* [Consigna A]:
Responde con base en el texto sobre La Tigra, Chaco:
(i) ¿Quién es la directora de fotografía de la película?
(ii) ¿Qué prepara Vero?
(iii) ¿Qué atiende Roger?
* [Consigna B]: Retoma el texto sobre La Tigra, Chaco a partir de su última oración y continúalo.

---------- Texto proporcionado

Mientras espera el regreso del padre –camionero sin fecha de llegada–, Esteban se reencuentra con la tía checoslovaca, con el hermano postizo al que casi no conocía y sobre todo con Vero (Guadalupe Docampo). En cuanto Esteban la ve, es como si la cámara registrara un movimiento sísmico infinitesimal, pero verificable, que se transmite al espectador como una onda. O una honda. En esa secreta hipersensibilidad (anótese el nombre de la directora de fotografía, Paula Gullco) radica buena parte del efecto que la película produce. La otra parte está en los actores, claro, parejamente maravillosos. Lo cual obliga a mirar para el lado de los realizadores, porque cuando el que brilla es un elenco entero, es el director el que lo hace brillar.
Junto con Vero, que prepara el ingreso a Medicina, viene su novio, que atiende la carnicería del padre (Roger, pronunciado con la ge a la argentina). Mucho antes de que la rivalidad entre Esteban y Roger termine a las trompadas en un picado, la sintonía fina entre actores y cámara-sismógrafo la hace pesar en el cuadro, sin necesidad de ir a un plano corto. A Godfrid, Sasiaín y Gullco les basta encuadrar desde una distancia media para que, ante la llegada del rival, el cambio casi imperceptible de la expresión de Esteban revele que Roger se acerca, fuera de campo. Otro ejemplo perfecto de distancia focal en La Tigra, Chaco puede advertirse en la escena en que Roger pasa a buscar a Vero en moto. La cámara, que estaba tomando a la chica a cierta distancia, no se mueve. Deja que la moto entre en cuadro, al fondo, y desde allí observa cómo Vero monta y se van. Para qué acercarse, si de lejos también se ve.

--------------------
---------- Sección de datos

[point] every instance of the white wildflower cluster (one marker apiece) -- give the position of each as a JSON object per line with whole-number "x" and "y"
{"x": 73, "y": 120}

--------------------

* [Respuesta A]:
(i) Paula Gullco.
(ii) El ingreso a Medicina.
(iii) La carnicería del padre.

* [Respuesta B]:
En otra escena, Roger afila sus cuchillos, en la carnicería, mientras por detrás pasa Esteban en bicicleta. Pero la cámara de Gullco no capta sólo rivalidades cabrías. No hay escena entre Ezequiel Tronconi y Guadalupe Docampo en la que la química entre ambos no fluya de un modo que en el cine argentino no se veía desde vaya a saber cuándo. Que ambos actores son extraordinarios salta a la vista. Pero más extraordinaria es la comunicación entre ellos y la cámara, que siempre los observa desde una única posición. Esteban y Vero titubean, hablan de pavadas, se interrumpen, desvían la vista, sonríen nerviosamente, y todo ello adquiere el carácter de una invisible e hipnótica coreografía.
Habría que dedicarle espacio a esa Chus Lampreave del nordeste argentino que es la tía checa (Ana Allende), a la sabia interrelación entre actores porteños y no actores provincianos, a la drástica erradicación de todo folklore. Pero antes que eso hay que hablar, sí o sí, de los dos últimos planos de la película. No contar de qué tratan, sino encomiar, en ellos, un manejo del fuera de campo, de la secuenciación, de la economía expresiva, del tratamiento lumínico, de una forma de emotividad pudorosa e indirecta que debería considerarse magistral, si no fuera que se está hablando de una ópera prima. De la mejor ópera prima argentina desde... ¿desde Ana y los otros? Una película, en este caso la de Celina Murga, tan próxima a ésta en términos geográficos como éticos y estilísticos. Pero eso debería ser tema de otra nota.